Set task: Extract every line of the records below verbatim and in their original order, omitting the picture.

Listed entries:
* Begin *
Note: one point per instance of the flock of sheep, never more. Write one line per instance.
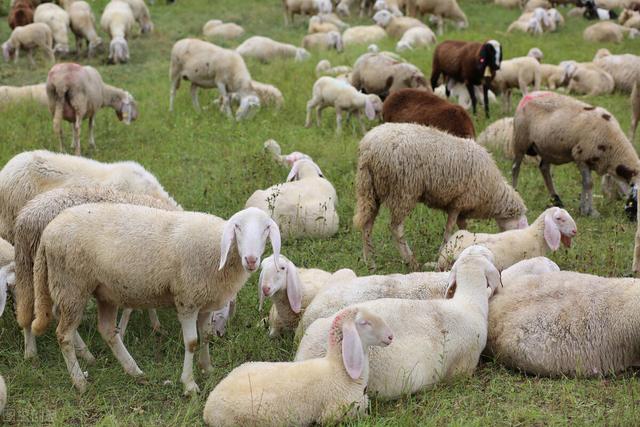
(75, 228)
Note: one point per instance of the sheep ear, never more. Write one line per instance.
(551, 231)
(294, 288)
(352, 352)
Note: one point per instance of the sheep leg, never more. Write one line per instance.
(107, 316)
(188, 321)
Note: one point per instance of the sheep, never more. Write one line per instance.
(117, 21)
(184, 269)
(292, 290)
(421, 107)
(37, 93)
(383, 74)
(29, 37)
(83, 26)
(470, 63)
(58, 20)
(434, 339)
(625, 69)
(303, 206)
(76, 93)
(608, 32)
(565, 324)
(323, 391)
(560, 130)
(363, 34)
(33, 172)
(323, 41)
(440, 170)
(440, 9)
(206, 65)
(227, 31)
(416, 37)
(552, 227)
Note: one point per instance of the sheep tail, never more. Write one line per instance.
(43, 304)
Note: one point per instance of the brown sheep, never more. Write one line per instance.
(425, 108)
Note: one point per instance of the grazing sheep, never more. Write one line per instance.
(28, 37)
(560, 130)
(58, 21)
(470, 63)
(434, 339)
(83, 26)
(426, 165)
(217, 28)
(206, 65)
(303, 206)
(76, 93)
(323, 391)
(553, 226)
(196, 269)
(117, 20)
(416, 37)
(425, 108)
(266, 50)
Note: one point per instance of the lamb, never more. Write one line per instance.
* End *
Worked solution:
Note: one point per instance of the flock of sheep, never more. Write one line per instance.
(75, 228)
Note: one point per instance of the sheep ear, never more. Write one line per instance.
(551, 231)
(294, 288)
(352, 352)
Note: one point per instance of the sheep leg, never more. Write one line per instance.
(107, 316)
(188, 321)
Note: one point per instance of the sheep, never more. Write one line per instance.
(117, 21)
(184, 269)
(292, 290)
(421, 107)
(37, 93)
(383, 74)
(29, 37)
(83, 26)
(470, 63)
(58, 20)
(434, 339)
(625, 69)
(303, 206)
(76, 93)
(608, 32)
(565, 324)
(323, 391)
(560, 130)
(363, 34)
(33, 172)
(323, 41)
(440, 170)
(440, 9)
(206, 65)
(227, 31)
(416, 37)
(552, 227)
Note: one point per instance of the sheep tail, never more. Write one line per instance.
(43, 304)
Note: one point per instance of the brown sheep, never more. Write one line per instance.
(425, 108)
Note: one point per instance of the grazing sheep, never more. Write one line per instance.
(28, 37)
(560, 130)
(58, 21)
(470, 63)
(434, 339)
(83, 26)
(426, 165)
(217, 28)
(206, 65)
(303, 206)
(76, 93)
(323, 391)
(553, 226)
(196, 269)
(117, 20)
(416, 37)
(425, 108)
(266, 50)
Note: one point per instance of the lamb, never more. Write one line per instance.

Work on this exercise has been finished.